=== Alıştırma Yönergeleri ===
(a) Bütçe metnine göre 2002 yılı bütçesi, yatırım harcamalarının toplam bütçe harcamalarına oranını yüzde kaç olarak öngörmektedir?
(b) Bütçe metninde "Gerçekte yüzde 5,8" ifadesinden başlayıp "16,6’sı ile sınırlı kalmıştır." ifadesine kadar uzanan bölümün tamamını aynen yeniden yazınız.

Bütçenin ilk altı aylık döneminde;
– Kamu yatırımları rafa kaldırılmıştır: Yatırım harcamalarının toplam bütçe harcamalarına oranı yüzde 2,9 ile sınırlı kalmıştır. Oysa 2002 yılı bütçesi bu oranın yüzde 5,8 olmasını öngörmektedir.
Gerçekte yüzde 5,8 son yılların en düşük oranıdır. Buna rağmen Hükümet yatırımları tümüyle rafa kaldırarak bu hedefin dahi çok gerisinde kalınmıştır.
– Tarım ve çiftçi kaderine terk edilmiştir: Tarımsal destekleme harcamalarının toplam bütçe harcamalarına oranı yüzde 1,6 olmuştur. Doğrudan Gelir Desteği dışında kalan tarım destekleri ise 120 trilyon lira ile yani, bütçenin bu konudaki yılsonu hedefinin yüzde 16,6’sı ile sınırlı kalmıştır.
Bugüne değin hiçbir hükümet çiftçiyi ve tarımı bu ölçekte sahipsiz, kendi kaderi ile baş başa bırakmamıştır…
– Yılın ilk altı ayında ülkeyi yöneten “DSP+ YTP+MHP+ANAP siyaseti”,
– Depremzedelere desteği unutmuştur: Depremzedelere elini uzatmamış, vergi ile halktan para toplamasına rağmen deprem ödeneğinden hiç harcama yapmamıştır…
– İşsizlik sigortasını lafta bırakmıştır: Toplumsal bunalıma dönüşen rekor düzeyde işsizliğe rağmen, işsizlik sigortasının 520 trilyon liralık yetersiz düzeydeki yıllık toplam ödeneğinin sadece dörtte birini hak sahiplerine aktarmıştır…
– En büyük tasarruf ise Güvenlik Kuvvetleri’nin cari harcamalarında sağlanmıştır. “Diğer Cari” olarak belirlenen bu harcamalar için yılın bütününde öngörülen 7,8 katrilyon liralık ödeneğin, yılın ilk 6 ayında, sadece yüzde 25,6’sı harcanmıştır.

=== Gösterilen Kayıtlar ===
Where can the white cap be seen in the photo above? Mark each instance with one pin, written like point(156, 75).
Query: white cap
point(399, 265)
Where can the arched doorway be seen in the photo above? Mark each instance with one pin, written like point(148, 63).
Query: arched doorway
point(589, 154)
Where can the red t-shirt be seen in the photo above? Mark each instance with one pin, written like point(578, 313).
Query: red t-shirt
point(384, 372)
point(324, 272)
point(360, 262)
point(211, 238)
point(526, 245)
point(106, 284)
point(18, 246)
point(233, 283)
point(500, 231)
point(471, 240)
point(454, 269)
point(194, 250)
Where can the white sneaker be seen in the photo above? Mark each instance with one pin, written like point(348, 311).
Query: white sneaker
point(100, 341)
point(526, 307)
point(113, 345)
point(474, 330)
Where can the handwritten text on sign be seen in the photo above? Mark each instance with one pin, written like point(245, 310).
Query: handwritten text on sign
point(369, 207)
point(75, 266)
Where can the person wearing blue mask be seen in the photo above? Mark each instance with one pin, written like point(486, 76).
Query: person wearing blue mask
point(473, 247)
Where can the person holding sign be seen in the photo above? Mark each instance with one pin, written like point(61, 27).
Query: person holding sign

=== Aşağıdaki Çözümler ===
(a) Yüzde 5,8.

(b)
Gerçekte yüzde 5,8 son yılların en düşük oranıdır. Buna rağmen Hükümet yatırımları tümüyle rafa kaldırarak bu hedefin dahi çok gerisinde kalınmıştır.
– Tarım ve çiftçi kaderine terk edilmiştir: Tarımsal destekleme harcamalarının toplam bütçe harcamalarına oranı yüzde 1,6 olmuştur. Doğrudan Gelir Desteği dışında kalan tarım destekleri ise 120 trilyon lira ile yani, bütçenin bu konudaki yılsonu hedefinin yüzde 16,6’sı ile sınırlı kalmıştır.